At the Near Allotment is where I do most of my composting. I also garden at teh Far Allotment, the Soup Garden, my own back garden, and at a local community garden. The allotments plus my back garden add up to about a tenth of an acre; the Soup Garden and community garden are both pretty tiny in terms of actual growing space.

The allotment plot at the Near Allotment was previously managed by someone who didn’t add any organic matter to the soil for literally decades, and did lots of digging, and grew mostly low-residue crops, and never ever covered the soil (heavy clay) in winter when we get rain that causes both compaction and nutrient leaching; the surface of the soil in the plot was about a foot below the surrounding path when I took it on.

The allotment site is in a former water meadow with some …hydrologically inconvenient choices made (they moved the river in order to put a road in, and while theoretically the drainage still goes to the river, in practice the water just sits); in dry summers this isn’t a problem, but every few years we get heavy enough rain that the winter floods are repeated in summer and plants literally drown.

So the soil is in pretty rough shape, and I’m growing quite a bit in raised beds or raised rows because it’s easier to prevent them going anaerobic. Gotta fill 'em with something though. My options are to dig very deep paths (which I then fill with woodchips, which compost in place eventually) and use the heavy clay to fill the raised beds, or to make compost to fill them.

I also need to keep on top of weeds or the allotment committee will yell at me (and potentially evict me). Closer plant spacing – an intensive rather than extensive approach – makes this easier to do, but the soil I have inherited won’t currently support it without help, and I don’t want to use chemical amendments. My own compost is also physically easier to weed as the structure is considerably looser than the heavy clay.

I have ample access to woodchips (from local tree surgeons), spent coffee grounds (from a local coffee chain), and leaves from street trees (bagged up and left on the sidewalk – if I didn’t steal them, they would be taken away and incinerated). I don’t expect these waste products to be available forever, but while I am trying to fill raised beds it would be silly not to use them. And it’s not like I’m doing much in the way of weeding and watering over the winter.

Also this allotment is in a frost pocket, and very open to the prevailing winds because of the way the valley is situated; my growing season there is shorter than other sites where I grow, and the plants dry out pretty fast. I kindof have to pick my battles.

My usual practice is to layer the various wastes in pallet-sized bays, as many as I can, in winter. I try to soak the woodchip layers but am limited by soaking space. I’ll turn each heap once, and sometimes I stick some deep trays on top to grow an early crop of quick greens or radishes. In late April or early May when they’ve cooled down enough, I direct sow squashes in them, usually with some netting to keep just a bit more warmth from the heap in (last frost date can be as late as early June). The squashes do well with the extra rambling space given by the height of the compost heaps, and don’t mind if the heaps aren’t fully mature yet; I get better yield from them there than in the clay soil. In the autumn when it’s time to harvest all the winter squash I do that, then spread the compost on my raised beds to top them up (and fill any new ones), and repeat the whole cycle. Five pallet bays worth of squash plants is about as much as we can manage to eat in a year and I have nine bays (I don’t always manage to fill them all), so this year I’m planning on using at least one bay for watermelons and another for other melons; usually here people only grow melons in greenhouses so if I can get any to fruit well outside, even if it’s “cheating” by starting them on a warm heap of compost, that’s still a significant advantage, freeing up greenhouse space for other crops. If I have space I might try for some gourds too, it would be nifty to grow my own dishes.

# Provided material:
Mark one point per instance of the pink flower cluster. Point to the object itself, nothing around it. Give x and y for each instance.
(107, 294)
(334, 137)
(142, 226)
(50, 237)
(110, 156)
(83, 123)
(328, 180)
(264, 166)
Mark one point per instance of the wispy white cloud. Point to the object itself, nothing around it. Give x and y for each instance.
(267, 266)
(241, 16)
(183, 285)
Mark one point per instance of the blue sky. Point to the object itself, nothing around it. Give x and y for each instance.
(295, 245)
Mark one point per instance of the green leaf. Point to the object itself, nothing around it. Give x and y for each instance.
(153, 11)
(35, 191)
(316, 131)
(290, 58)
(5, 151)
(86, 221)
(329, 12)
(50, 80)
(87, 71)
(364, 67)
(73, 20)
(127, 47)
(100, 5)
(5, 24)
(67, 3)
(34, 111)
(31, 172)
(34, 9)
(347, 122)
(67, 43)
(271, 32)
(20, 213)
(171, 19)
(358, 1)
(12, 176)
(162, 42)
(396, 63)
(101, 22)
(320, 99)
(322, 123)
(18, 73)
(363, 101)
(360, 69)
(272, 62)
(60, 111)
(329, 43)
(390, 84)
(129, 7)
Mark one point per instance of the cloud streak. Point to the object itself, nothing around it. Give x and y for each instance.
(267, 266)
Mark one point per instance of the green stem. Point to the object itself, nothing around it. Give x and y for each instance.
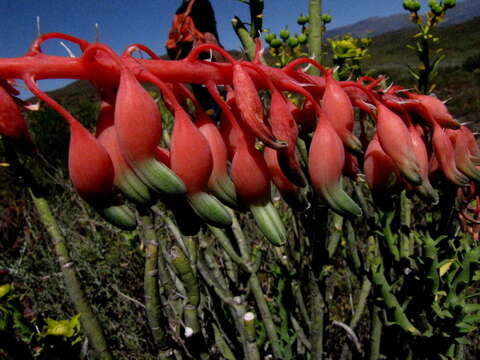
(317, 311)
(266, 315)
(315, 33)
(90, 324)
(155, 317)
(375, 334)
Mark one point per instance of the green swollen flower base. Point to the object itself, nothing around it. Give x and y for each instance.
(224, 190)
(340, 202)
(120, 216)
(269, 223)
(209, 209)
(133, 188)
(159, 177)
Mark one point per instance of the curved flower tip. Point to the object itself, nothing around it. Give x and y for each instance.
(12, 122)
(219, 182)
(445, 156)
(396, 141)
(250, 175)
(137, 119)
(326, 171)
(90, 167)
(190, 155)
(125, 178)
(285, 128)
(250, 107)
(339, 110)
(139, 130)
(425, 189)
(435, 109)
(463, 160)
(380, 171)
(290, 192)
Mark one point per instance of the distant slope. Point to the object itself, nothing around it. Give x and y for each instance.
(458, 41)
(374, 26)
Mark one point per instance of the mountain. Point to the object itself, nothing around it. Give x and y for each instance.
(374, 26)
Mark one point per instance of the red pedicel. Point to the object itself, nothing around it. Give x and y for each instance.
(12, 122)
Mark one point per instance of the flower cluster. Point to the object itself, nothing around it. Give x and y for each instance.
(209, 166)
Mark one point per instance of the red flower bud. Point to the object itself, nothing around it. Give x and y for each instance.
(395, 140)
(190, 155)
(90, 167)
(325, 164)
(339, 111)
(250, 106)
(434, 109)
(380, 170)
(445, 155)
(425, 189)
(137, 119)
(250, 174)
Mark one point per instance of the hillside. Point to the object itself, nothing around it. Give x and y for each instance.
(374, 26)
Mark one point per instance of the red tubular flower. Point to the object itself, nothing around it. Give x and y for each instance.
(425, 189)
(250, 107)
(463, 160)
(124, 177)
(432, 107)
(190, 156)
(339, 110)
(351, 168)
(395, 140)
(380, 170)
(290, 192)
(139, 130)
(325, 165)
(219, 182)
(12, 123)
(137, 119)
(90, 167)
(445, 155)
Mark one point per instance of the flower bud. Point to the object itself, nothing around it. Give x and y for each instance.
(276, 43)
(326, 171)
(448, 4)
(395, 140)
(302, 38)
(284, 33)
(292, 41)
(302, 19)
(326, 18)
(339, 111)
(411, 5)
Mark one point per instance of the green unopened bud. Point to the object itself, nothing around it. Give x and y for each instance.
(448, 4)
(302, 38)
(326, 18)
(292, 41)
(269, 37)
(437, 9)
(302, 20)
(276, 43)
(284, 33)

* * *

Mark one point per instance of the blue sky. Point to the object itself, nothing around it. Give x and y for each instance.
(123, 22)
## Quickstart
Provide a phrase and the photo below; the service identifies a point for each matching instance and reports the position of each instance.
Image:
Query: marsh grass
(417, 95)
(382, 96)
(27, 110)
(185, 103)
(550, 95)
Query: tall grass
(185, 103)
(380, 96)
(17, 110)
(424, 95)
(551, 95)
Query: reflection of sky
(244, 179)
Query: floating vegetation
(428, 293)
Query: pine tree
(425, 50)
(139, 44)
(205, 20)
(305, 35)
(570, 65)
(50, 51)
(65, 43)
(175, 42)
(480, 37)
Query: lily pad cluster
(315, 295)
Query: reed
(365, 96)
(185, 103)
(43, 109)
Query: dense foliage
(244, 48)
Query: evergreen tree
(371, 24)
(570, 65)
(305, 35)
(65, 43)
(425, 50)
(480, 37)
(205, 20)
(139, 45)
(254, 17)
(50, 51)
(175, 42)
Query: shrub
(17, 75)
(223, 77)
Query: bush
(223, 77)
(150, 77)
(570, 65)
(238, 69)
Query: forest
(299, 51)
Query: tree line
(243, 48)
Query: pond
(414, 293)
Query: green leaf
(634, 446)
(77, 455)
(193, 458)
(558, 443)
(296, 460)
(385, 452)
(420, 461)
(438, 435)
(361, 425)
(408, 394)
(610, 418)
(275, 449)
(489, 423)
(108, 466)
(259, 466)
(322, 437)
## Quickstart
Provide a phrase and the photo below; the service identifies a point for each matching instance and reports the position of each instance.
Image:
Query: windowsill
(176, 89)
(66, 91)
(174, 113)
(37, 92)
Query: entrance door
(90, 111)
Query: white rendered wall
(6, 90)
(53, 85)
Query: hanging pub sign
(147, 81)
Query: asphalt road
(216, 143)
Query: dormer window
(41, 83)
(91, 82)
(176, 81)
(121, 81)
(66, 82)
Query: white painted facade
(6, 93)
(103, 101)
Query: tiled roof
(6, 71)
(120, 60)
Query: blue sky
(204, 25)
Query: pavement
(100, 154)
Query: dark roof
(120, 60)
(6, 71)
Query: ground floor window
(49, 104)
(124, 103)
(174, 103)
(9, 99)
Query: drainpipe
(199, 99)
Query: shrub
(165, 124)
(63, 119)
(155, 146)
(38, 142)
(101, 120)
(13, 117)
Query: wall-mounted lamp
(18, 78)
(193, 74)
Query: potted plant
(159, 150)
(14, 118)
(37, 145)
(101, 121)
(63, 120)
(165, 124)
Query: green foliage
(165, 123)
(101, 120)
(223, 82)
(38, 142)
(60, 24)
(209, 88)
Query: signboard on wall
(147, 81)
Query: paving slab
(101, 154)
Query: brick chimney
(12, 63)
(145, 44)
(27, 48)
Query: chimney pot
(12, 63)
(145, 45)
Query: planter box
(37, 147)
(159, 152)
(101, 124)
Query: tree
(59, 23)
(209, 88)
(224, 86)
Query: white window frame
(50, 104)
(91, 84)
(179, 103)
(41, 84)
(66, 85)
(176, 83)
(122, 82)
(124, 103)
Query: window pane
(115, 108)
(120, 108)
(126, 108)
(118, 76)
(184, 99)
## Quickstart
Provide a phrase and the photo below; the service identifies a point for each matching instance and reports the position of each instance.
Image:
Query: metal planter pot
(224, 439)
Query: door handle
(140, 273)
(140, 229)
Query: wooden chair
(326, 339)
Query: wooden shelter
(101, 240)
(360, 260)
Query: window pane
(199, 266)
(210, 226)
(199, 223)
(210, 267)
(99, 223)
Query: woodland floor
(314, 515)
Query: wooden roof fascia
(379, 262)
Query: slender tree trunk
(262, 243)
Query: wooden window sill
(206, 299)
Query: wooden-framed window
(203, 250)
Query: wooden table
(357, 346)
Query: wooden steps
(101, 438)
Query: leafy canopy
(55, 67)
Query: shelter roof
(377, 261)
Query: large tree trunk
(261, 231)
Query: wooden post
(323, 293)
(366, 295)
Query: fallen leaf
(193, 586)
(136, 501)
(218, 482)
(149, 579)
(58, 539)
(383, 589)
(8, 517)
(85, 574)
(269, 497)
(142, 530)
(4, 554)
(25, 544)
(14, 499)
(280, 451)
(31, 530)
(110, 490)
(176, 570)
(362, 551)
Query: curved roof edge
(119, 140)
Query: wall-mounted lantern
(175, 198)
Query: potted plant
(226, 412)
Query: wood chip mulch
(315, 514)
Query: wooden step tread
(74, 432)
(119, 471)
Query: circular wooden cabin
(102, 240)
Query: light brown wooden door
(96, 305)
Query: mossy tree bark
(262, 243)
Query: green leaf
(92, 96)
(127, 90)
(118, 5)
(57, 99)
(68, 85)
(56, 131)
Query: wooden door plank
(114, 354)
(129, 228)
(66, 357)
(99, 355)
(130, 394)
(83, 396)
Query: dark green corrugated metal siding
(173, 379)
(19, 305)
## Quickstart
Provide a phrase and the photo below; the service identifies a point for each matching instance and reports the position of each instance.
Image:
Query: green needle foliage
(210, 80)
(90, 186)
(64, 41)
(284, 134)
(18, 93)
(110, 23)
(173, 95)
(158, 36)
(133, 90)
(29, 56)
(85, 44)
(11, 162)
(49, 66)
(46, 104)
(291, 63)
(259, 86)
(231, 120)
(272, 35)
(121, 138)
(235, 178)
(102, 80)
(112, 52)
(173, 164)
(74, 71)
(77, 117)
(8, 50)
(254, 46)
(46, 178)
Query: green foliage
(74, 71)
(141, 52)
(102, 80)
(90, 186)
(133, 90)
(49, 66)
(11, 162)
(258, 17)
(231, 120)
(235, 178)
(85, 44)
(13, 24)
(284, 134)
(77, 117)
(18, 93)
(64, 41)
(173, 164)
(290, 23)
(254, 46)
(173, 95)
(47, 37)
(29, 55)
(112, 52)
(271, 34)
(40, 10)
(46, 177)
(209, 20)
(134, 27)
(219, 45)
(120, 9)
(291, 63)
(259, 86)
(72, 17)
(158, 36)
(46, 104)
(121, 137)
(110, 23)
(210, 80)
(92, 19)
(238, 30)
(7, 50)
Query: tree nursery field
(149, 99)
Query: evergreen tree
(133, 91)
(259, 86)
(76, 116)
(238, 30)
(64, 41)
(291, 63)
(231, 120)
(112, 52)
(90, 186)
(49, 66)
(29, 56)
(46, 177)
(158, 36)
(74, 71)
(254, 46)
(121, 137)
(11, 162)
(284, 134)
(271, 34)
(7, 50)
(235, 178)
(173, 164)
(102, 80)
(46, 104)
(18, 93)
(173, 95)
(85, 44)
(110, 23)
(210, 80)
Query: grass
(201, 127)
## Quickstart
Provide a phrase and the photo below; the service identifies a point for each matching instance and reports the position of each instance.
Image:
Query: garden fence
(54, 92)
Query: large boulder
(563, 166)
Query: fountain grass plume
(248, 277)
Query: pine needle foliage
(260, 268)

# Activities:
1. Return the part of the composting passage starting with "The allotment plot" and going on through "took it on.".
2. List each place where the writer of the composting passage says they garden.
Work from the composting passage alone; the rows don't matter here.

# Results in order:
1.
The allotment plot at the Near Allotment was previously managed by someone who didn’t add any organic matter to the soil for literally decades, and did lots of digging, and grew mostly low-residue crops, and never ever covered the soil (heavy clay) in winter when we get rain that causes both compaction and nutrient leaching; the surface of the soil in the plot was about a foot below the surrounding path when I took it on.

2.
- Near Allotment
- Far Allotment
- Soup Garden
- the writer's own back garden
- a local community garden